Stated goal —
Summarize the Form 8-A filing below in two sentences.

SECURITIES AND EXCHANGE COMMISSION
WASHINGTON, DC  20549
 

 
FORM 8-A
FOR REGISTRATION OF CERTAIN CLASSES OF SECURITIES
PURSUANT TO SECTION 12(b) OR (g) OF THE
SECURITIES EXCHANGE ACT OF 1934
 
MSC.SOFTWARE CORPORATION
(Exact name of Registrant as Specified in Charter)
 
Delaware
 
95-2239450
(State of Incorporation or Organization)
 
(IRS Employer Identification No.)
     
2 MacArthur Place, Santa Ana, California
 
92707
(Address of Principal Executive Offices)
 
(Zip Code)
     
     
If this form relates to the registration of a class of securities pursuant to Section 12(b) of the Exchange Act and is effective pursuant to General Instruction A.(c), please check the following box.  x
If this form relates to the registration of a class of securities pursuant to Section 12(g) of the Exchange Act and is effective pursuant to General Instruction A.(d), please check the following box. o
   
Securities Act registration statement file number to which this form relates:
 
 
(If applicable)
   
Securities to be registered pursuant to Section 12(b) of the Act:
 

Title of Each Class
to be so Registered
 
Name of Each Exchange on Which
Each Class is to be Registered
Preferred Stock Purchase Rights
 
NASDAQ Global Stock Market
     
     
Securities to be registered pursuant to Section 12(g) of the Act
 
none
(Title of Class)
 
none
(Title of Class)
 
 
 

 

 
Item 1.  Description of Registrant’s Securities to be Registered.
 
On October 6, 2008, the Board of Directors of MSC.Software Corporation (the “Company”) declared a dividend of one preferred stock purchase right (a “Right”) for each outstanding share of common stock, par value $0.01 per share (the “Common Stock”), of the Company payable to holders of record as of the close of business on October 16, 2008 (the “Record Date”).  The description and terms of the Rights are set forth in the Rights Agreement, dated October 10, 2008 (the “Rights Agreement”), between the Company and Mellon Investor Services LLC, as Rights Agent (the “Rights Agent”), a copy of which is filed as Exhibit 4.2 to the Company’s Current Report on Form 8-K filed October 14, 2008, and the description hereof is qualified in its entirety by reference thereto.
 
The Board of Directors adopted the Rights Agreement and declared the distribution of Rights in connection with the expiration of the Company’s stockholder rights plan in effect from October 16, 1998 until October 16, 2008.

Segmentation dataset excerpts:
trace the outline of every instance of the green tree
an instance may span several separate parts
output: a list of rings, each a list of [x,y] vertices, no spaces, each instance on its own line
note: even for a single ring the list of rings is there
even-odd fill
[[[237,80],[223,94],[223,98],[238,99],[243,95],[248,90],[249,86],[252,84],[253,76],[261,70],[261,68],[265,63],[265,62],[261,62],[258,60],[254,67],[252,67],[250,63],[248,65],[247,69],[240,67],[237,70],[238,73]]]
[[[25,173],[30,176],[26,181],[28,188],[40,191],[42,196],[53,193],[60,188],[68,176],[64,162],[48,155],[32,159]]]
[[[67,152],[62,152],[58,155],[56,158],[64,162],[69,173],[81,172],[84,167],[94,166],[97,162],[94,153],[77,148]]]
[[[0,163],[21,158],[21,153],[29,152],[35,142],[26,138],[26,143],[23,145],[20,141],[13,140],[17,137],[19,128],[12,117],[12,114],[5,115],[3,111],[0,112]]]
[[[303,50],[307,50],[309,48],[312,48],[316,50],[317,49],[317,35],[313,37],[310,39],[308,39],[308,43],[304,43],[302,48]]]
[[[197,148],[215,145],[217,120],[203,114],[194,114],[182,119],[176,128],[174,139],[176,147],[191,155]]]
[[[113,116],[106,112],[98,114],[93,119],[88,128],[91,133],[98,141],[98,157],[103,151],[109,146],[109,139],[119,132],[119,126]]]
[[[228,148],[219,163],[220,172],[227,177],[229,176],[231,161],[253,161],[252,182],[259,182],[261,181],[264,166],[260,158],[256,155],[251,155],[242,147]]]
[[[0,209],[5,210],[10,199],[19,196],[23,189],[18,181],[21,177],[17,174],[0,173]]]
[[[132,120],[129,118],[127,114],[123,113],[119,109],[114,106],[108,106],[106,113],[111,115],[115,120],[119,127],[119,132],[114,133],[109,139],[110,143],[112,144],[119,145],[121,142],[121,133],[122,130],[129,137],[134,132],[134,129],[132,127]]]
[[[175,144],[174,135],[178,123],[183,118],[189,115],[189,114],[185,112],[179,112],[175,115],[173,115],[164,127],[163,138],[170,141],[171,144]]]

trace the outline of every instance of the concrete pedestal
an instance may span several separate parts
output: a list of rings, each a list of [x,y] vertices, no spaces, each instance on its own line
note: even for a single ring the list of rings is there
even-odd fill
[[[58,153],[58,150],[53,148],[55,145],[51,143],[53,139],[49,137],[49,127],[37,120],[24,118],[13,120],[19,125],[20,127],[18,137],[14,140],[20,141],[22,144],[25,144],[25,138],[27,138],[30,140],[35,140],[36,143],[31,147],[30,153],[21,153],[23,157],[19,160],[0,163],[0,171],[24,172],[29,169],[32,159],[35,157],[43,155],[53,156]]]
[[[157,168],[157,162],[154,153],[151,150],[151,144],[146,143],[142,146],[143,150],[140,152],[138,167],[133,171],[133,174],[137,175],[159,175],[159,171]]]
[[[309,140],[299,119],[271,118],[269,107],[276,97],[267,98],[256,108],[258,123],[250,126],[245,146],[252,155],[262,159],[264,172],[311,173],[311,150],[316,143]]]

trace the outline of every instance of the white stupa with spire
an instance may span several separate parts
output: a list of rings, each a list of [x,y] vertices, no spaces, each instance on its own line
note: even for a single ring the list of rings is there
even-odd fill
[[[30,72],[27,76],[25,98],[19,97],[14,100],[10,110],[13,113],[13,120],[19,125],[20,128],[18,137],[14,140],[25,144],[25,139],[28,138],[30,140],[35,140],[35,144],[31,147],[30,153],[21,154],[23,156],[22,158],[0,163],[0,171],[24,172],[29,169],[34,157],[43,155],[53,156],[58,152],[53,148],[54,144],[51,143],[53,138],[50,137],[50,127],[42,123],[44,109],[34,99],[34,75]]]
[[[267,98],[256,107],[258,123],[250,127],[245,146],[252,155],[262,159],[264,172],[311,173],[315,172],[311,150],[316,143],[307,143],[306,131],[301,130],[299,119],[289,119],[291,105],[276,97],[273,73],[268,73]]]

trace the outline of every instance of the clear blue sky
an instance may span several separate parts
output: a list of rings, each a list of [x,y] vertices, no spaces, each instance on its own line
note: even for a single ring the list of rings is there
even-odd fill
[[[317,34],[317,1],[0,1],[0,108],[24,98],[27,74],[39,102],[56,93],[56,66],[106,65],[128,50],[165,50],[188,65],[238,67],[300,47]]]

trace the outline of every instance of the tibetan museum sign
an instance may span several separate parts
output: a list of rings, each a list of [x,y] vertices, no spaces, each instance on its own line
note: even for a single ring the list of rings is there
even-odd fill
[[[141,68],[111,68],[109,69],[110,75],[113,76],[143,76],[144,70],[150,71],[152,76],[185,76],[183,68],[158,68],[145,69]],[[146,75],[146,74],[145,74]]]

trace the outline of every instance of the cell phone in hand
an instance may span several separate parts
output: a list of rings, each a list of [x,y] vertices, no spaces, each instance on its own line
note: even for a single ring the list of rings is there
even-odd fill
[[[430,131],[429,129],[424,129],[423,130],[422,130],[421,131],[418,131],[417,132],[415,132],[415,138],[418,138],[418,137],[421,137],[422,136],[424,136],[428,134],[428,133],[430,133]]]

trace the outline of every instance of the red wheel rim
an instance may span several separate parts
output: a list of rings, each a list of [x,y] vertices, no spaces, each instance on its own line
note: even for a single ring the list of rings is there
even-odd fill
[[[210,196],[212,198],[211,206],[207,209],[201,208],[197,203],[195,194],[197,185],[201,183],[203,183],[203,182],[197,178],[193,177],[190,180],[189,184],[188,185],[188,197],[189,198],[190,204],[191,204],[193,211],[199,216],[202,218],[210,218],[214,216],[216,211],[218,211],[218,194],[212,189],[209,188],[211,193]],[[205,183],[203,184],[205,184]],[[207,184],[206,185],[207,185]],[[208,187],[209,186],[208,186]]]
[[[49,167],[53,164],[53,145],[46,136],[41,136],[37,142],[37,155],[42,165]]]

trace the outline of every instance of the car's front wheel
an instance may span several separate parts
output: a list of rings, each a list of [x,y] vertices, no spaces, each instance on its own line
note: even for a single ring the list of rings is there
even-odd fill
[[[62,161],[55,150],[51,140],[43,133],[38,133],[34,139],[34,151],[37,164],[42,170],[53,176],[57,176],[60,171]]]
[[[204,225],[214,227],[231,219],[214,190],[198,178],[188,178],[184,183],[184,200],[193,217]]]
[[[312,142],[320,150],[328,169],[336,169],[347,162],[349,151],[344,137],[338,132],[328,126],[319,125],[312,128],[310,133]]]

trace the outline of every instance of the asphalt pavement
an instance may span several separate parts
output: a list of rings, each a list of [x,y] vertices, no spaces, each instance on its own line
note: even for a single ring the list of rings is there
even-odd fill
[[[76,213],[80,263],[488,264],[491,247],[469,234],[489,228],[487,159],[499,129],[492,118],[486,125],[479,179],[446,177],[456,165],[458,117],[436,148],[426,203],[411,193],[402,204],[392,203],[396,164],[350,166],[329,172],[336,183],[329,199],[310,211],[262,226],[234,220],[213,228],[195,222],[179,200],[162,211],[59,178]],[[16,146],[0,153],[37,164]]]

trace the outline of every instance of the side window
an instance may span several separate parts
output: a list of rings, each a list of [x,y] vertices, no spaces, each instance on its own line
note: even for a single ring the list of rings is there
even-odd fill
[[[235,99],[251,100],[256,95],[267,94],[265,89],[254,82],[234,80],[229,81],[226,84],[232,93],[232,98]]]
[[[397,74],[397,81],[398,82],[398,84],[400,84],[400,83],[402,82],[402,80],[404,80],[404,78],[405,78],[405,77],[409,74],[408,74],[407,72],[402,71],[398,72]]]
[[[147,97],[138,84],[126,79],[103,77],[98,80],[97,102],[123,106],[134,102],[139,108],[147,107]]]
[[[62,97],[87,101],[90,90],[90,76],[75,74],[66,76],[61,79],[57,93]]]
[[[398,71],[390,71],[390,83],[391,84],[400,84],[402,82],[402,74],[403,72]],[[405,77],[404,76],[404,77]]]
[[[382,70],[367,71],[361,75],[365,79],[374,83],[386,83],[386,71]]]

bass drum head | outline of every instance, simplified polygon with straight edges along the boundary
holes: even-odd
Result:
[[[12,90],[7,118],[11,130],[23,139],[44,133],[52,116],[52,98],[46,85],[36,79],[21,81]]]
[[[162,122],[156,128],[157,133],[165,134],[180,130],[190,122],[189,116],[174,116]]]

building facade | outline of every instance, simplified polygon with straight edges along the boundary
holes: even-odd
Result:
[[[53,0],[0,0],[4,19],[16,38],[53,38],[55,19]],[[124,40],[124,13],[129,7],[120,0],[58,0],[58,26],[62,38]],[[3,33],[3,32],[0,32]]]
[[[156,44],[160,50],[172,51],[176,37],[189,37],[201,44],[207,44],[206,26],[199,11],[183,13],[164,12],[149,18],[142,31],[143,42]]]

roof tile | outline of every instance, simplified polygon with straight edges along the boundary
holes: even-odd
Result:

Right answer —
MSC.Software Corporation, a Delaware company based in Santa Ana, California, uses this form to register Preferred Stock Purchase Rights on the NASDAQ Global Stock Market under Section 12(b) of the Securities Exchange Act of 1934. On October 6, 2008, its Board of Directors declared a dividend of one such right for each outstanding share of common stock, payable to holders of record as of October 16, 2008, and adopted a Rights Agreement with Mellon Investor Services LLC as Rights Agent as the company's previous stockholder rights plan expired.